El problema — En el texto sobre el altruismo y la felicidad, ¿quién planteó a finales del siglo XIX la teoría del consumo conspicuo o envidioso?

Texto proporcionado —
Tras el instante de euforia inicial, pegar un pelotazo no nos hace más felices, dice la psicología moderna. Para autorrealizarnos, es necesario tolerar y apreciar las incomodidades de cualquier proceso complejo.

Pero, si alcanzado un cierto nivel de bienestar material, comprar no nos hace felices, ¿puede hacerlo ayudar a otros? En los últimos años, varias investigaciones apuntan al altruismo como un factor más de lo que las filosofías de vida clásicas llamaron “tranquilidad“, que puede traducirse como bienestar duradero o felicidad.

Dialéctica entre darse a uno mismo y dar a otros

La idea no es nueva. Instituciones sociales y confesiones religiosas han reiterado los réditos logrados por el altruista: el preciado intangible del bienestar moral, contribuyendo a la autorrealización.

La psicología y neurociencia modernas constatarían la interrelación entre la felicidad del individuo y el bienestar relativo del contexto en el que se desenvuelve su vida (época, aspiración, sociedad).

Recurriendo al cine, el argumento de Qué bello es vivir se amolda a lo que nos ocurre en realidad: percibimos nuestra dicha en relación con la situación de otros.

Siguiendo con el cine, Audrey Hepburn sentenció en una ocasión que “Tienes dos manos; una para asistirte a ti mismo, y la otra para ayudar a otros”.

Compitiendo con el vecino

Si ayudar a otros aumenta nuestro bienestar, competir con los otros nos causa desazón, según la teoría del consumo conspicuo o envidioso, planteada ya a finales del siglo XIX por el economista y sociólogo estadounidense Thorstein Veblen.

Distintas razones explicarían por qué dedicar nuestro tiempo, esfuerzo o dinero a otros nos hace más felices que comprar más cosas para nosotros. Por un lado, existe lo que el científico y ensayista británico David Hamilton expone como una razón fisiológica: cuando ayudamos, nuestro cerebro produce hormonas que, como la dopamina, aumentan nuestro bienestar físico (la dopamina es un opiáceo natural).

Pero el cambio experimentado por el altruista no se limita a un momentáneo subidón hormonal, parecido al que experimenta quien hace deporte, etc.

El efecto perdurable de compartir un poco de nuestra mejor energía

Se han realizado estudios como el que ofreció la misma cantidad de dinero a dos grupos, sugiriendo a los integrantes del primero que lo emplearan en sí mismos, y a los segundos que lo hicieran en terceras personas.

Registros —
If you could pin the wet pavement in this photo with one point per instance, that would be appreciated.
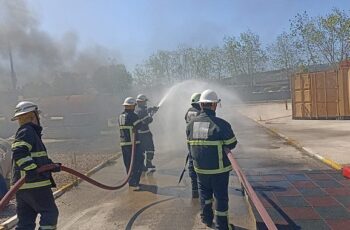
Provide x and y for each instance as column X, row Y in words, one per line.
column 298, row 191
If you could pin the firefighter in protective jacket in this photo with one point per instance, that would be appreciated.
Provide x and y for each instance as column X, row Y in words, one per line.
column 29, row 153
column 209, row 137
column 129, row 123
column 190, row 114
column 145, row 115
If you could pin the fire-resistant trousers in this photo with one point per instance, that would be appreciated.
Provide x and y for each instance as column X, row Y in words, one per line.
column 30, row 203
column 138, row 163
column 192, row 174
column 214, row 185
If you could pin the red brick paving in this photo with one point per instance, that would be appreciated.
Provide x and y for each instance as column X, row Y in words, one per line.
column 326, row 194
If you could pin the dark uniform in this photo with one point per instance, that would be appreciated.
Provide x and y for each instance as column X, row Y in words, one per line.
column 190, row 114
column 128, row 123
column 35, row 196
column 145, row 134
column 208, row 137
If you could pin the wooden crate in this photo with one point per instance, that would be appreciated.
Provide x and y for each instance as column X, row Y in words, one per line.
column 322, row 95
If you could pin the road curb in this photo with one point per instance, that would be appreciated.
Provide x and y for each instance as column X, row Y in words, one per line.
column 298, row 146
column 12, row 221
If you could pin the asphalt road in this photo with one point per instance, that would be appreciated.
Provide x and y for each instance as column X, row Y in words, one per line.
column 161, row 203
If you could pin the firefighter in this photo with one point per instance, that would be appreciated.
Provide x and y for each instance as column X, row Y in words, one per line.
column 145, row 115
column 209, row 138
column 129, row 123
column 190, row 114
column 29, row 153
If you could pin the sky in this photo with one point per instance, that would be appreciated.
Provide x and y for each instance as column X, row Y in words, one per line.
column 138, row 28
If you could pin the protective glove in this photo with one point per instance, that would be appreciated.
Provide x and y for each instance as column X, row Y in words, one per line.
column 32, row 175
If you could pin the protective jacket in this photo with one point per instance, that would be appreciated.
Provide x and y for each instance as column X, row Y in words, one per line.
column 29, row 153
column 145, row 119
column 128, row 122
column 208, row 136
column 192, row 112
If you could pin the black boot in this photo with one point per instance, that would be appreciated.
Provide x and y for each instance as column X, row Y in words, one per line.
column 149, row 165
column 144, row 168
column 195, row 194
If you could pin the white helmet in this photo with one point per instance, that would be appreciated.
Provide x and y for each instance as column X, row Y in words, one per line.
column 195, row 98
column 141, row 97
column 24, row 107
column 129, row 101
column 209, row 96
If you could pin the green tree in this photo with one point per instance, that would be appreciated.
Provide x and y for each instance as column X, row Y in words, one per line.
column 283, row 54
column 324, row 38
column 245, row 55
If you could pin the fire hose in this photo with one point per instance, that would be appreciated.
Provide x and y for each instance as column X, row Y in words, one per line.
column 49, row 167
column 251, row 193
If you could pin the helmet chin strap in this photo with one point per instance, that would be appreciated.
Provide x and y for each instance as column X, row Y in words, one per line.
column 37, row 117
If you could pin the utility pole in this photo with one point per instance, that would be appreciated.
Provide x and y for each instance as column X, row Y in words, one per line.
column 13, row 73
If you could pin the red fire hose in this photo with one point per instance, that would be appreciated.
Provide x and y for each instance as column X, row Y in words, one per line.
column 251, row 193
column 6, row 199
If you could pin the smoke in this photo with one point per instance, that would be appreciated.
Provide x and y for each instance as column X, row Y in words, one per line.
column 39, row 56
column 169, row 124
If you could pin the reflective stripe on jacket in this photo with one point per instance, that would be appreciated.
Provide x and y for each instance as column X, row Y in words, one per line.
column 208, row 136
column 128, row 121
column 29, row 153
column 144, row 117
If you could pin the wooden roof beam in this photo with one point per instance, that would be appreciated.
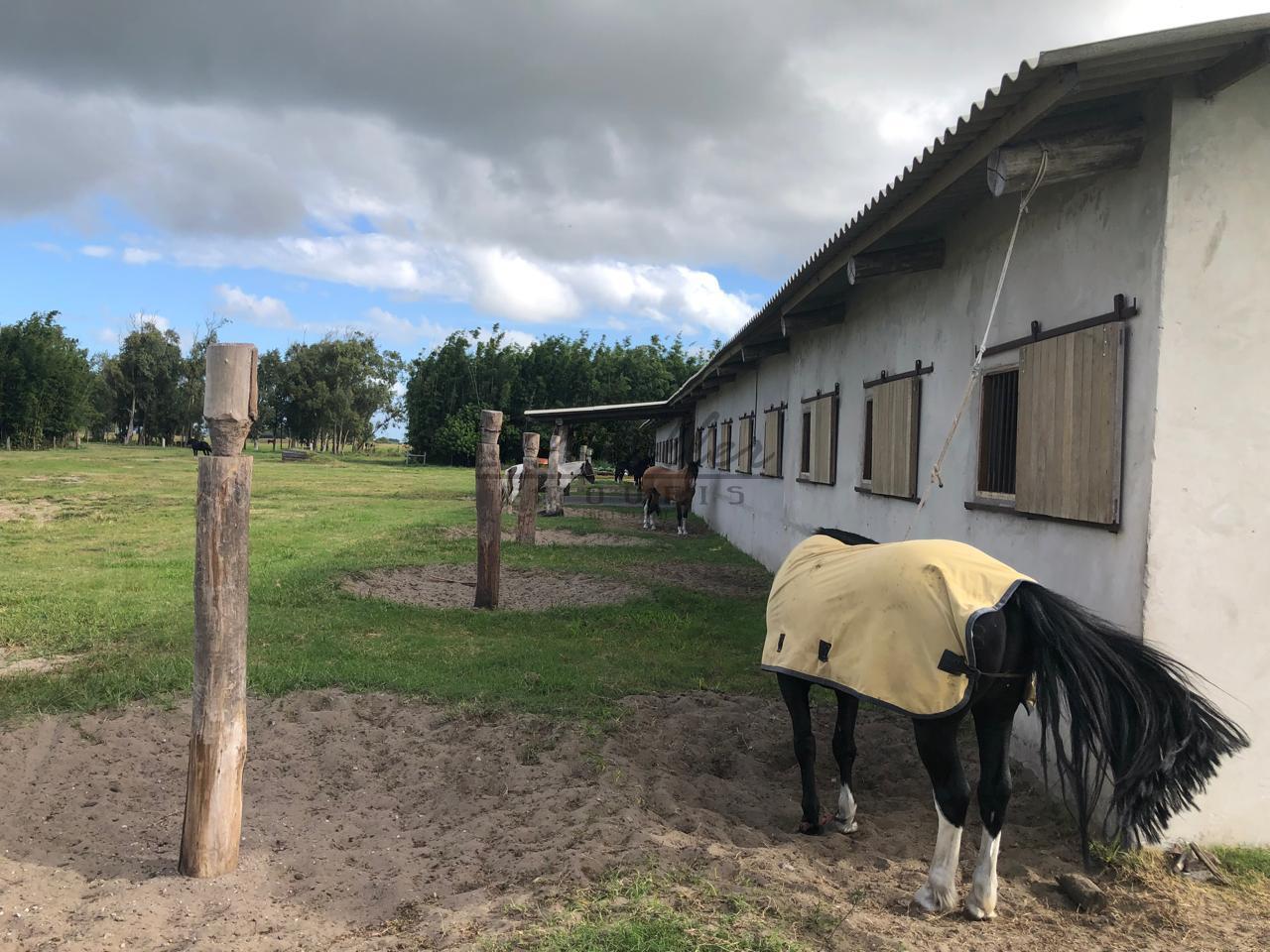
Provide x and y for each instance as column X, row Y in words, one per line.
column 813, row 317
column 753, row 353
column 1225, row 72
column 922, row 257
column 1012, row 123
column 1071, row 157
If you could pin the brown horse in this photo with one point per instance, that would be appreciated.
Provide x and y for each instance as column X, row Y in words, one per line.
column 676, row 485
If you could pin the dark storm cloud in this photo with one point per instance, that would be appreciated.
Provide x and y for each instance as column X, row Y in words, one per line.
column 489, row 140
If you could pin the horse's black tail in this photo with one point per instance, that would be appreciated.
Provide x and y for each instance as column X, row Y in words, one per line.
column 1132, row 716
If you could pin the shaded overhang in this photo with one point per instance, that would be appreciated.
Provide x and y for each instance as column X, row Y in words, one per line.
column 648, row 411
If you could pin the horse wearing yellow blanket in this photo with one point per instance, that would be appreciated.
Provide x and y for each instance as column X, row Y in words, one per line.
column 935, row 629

Solución propuesta — El economista y sociólogo estadounidense Thorstein Veblen.